* [Your goal]: Reproduce all of the records exactly.

* [Listed records]:
####
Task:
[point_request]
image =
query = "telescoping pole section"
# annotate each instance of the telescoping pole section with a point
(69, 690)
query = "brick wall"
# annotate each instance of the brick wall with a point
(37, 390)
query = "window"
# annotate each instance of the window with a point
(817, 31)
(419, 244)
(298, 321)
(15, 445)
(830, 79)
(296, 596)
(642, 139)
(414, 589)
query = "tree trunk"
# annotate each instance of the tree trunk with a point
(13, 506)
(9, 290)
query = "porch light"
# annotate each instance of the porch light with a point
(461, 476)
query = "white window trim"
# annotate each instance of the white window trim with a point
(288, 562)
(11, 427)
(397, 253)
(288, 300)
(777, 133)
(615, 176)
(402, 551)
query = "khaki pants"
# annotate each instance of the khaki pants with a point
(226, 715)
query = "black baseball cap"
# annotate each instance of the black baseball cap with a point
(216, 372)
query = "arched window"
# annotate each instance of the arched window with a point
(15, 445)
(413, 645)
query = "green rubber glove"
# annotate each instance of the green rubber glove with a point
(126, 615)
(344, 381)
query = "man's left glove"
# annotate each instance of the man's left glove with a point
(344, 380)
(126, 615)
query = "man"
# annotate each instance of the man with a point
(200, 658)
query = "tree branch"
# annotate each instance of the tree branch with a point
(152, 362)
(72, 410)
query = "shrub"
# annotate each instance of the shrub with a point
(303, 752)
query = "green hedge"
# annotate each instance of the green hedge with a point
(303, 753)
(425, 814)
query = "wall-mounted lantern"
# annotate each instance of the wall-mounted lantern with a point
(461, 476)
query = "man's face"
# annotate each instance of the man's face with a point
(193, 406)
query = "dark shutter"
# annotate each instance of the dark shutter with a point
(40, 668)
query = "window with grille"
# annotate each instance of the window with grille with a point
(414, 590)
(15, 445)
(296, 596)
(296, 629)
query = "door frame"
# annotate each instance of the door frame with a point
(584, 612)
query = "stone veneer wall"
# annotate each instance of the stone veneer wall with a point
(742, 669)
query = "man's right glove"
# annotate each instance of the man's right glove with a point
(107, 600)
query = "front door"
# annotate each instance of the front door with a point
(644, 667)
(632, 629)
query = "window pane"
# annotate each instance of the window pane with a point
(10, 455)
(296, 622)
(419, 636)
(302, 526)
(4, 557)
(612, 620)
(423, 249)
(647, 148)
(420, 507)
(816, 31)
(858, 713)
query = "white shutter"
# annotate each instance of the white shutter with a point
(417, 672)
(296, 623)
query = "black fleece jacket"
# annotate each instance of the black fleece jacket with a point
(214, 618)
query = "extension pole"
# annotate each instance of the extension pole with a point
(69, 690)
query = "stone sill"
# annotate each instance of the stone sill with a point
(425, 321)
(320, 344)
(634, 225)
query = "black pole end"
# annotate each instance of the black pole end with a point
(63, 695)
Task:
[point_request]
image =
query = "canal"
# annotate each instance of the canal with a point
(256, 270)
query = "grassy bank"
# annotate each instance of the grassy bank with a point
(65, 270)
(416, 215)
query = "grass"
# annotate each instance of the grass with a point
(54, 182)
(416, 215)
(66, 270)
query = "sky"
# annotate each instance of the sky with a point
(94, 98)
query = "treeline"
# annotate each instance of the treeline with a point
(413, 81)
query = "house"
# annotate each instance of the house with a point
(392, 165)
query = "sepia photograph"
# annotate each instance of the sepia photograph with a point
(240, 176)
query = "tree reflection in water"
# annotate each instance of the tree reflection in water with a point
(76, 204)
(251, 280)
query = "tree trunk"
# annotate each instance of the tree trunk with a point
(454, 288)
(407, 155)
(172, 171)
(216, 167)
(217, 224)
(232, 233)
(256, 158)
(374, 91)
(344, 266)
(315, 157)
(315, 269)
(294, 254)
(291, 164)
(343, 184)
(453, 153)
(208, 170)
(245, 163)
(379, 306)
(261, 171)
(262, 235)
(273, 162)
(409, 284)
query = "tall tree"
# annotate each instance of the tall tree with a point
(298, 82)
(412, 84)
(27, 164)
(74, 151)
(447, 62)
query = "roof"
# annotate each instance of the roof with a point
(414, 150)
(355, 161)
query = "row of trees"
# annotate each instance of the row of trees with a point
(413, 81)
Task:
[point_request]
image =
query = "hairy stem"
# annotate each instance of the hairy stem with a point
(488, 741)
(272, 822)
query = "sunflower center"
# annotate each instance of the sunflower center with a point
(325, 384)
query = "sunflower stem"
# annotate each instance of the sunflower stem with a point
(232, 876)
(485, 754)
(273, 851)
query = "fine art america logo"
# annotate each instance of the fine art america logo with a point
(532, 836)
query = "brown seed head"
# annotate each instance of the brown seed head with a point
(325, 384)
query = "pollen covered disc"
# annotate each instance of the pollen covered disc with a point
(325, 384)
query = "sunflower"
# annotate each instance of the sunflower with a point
####
* [Correct output]:
Task:
[point_request]
image =
query = "telescoping pole section"
# annotate each instance of the telescoping pole section with a point
(69, 690)
query = "brick wall"
# annotate each instance of the brick wall with a point
(37, 390)
query = "window"
# annotate each instance of the window with a point
(817, 31)
(419, 244)
(298, 321)
(15, 445)
(830, 79)
(296, 596)
(642, 139)
(414, 589)
query = "tree trunk"
# annotate each instance of the tree trunk with a point
(13, 506)
(9, 290)
query = "porch light"
# annotate each instance of the porch light with a point
(461, 476)
query = "white window trim"
# annotate each instance of the white window trim with a point
(288, 562)
(11, 427)
(397, 253)
(288, 300)
(777, 133)
(615, 176)
(402, 551)
query = "khaki pants"
# annotate each instance of the khaki pants with a point
(226, 715)
query = "black baseball cap"
# annotate each instance of the black baseball cap with a point
(216, 372)
query = "arched window"
# annotate each instance of the arched window with a point
(15, 445)
(413, 645)
query = "green rubber glove"
# annotate each instance of the green rubber glove with a point
(126, 615)
(344, 381)
query = "man's left glove"
# annotate each instance of the man's left glove with a point
(344, 380)
(126, 615)
query = "man"
# annotate each instance of the man with a point
(200, 658)
query = "tree branch"
# annotate each instance of the tree branch with a point
(152, 362)
(72, 410)
query = "shrub"
# annotate each instance of the shrub with a point
(303, 752)
query = "green hedge"
# annotate each instance of the green hedge with a point
(303, 753)
(425, 814)
query = "wall-mounted lantern"
# annotate each instance of the wall-mounted lantern with a point
(461, 476)
query = "man's face"
# annotate each instance of the man's face with a point
(193, 406)
query = "dark shutter"
# annotate each instance of the dark shutter with a point
(40, 668)
query = "window with grille"
# annotate each instance of the window with grille with a point
(414, 590)
(15, 445)
(296, 596)
(296, 629)
query = "door frame"
# annotate each instance of the door frame with a point
(584, 612)
query = "stone veneer wall"
# annotate each instance of the stone veneer wall with a point
(742, 669)
query = "man's right glove"
# annotate each instance of the man's right glove with a point
(107, 600)
query = "front door"
# annotate each instance of the front door with a point
(644, 667)
(632, 629)
query = "window pane"
# annotate each instance of the window pane with a point
(10, 455)
(296, 622)
(419, 636)
(302, 526)
(4, 557)
(612, 620)
(423, 249)
(647, 148)
(420, 507)
(816, 31)
(858, 713)
query = "white shutter"
# annotate each instance of the white shutter with a point
(417, 672)
(296, 623)
query = "black fleece jacket"
# annotate each instance of the black fleece jacket with a point
(214, 618)
query = "extension pole"
# annotate each instance of the extension pole with a point
(69, 690)
query = "stone sill"
# annotate each instance of the stone sill with a point
(425, 321)
(320, 344)
(634, 225)
query = "black pole end"
# annotate each instance of the black pole end with a point
(63, 695)
Task:
[point_request]
image =
query = "canal"
# annotate each instance of the canal with a point
(256, 270)
query = "grassy bank"
# annotate each instance of the grassy bank with a point
(65, 270)
(416, 215)
query = "grass"
# annotate each instance of the grass with a point
(54, 182)
(416, 215)
(66, 270)
query = "sky"
# annotate each instance of the sky with a point
(94, 98)
query = "treeline"
# annotate each instance of the treeline with a point
(413, 81)
query = "house"
# annotate each instance of the house with a point
(392, 165)
query = "sepia photograph"
# annotate each instance of the sepia photograph with a point
(240, 176)
query = "tree reflection in water"
# annotate each instance of the tree reflection in water with a point
(76, 204)
(251, 280)
query = "tree trunk"
# annotate each instance of the tree trunk with a point
(454, 288)
(407, 155)
(172, 171)
(216, 167)
(217, 224)
(232, 233)
(256, 158)
(374, 91)
(344, 266)
(315, 157)
(315, 269)
(294, 254)
(291, 164)
(343, 184)
(453, 153)
(208, 170)
(245, 163)
(379, 306)
(261, 171)
(262, 235)
(273, 162)
(409, 284)
query = "tall tree"
# annotate each instance of the tall tree with a point
(298, 82)
(412, 84)
(27, 164)
(74, 151)
(447, 62)
query = "roof"
# annotate each instance of the roof with a point
(414, 150)
(355, 161)
query = "row of trees"
# annotate each instance of the row of trees with a point
(413, 81)
Task:
[point_request]
image =
query = "hairy stem"
# annotate each instance of the hairy stem with a point
(488, 741)
(272, 822)
query = "sunflower center"
# annotate each instance of the sunflower center with a point
(325, 384)
query = "sunflower stem"
# annotate each instance of the sunflower stem with a point
(232, 876)
(485, 754)
(273, 851)
query = "fine art america logo"
# annotate each instance of the fine art america logo with a point
(532, 836)
query = "brown seed head"
# annotate each instance of the brown seed head with a point
(325, 384)
query = "pollen covered disc"
# annotate each instance of the pollen covered disc with a point
(325, 384)
query = "sunflower"
# annotate each instance of the sunflower with a point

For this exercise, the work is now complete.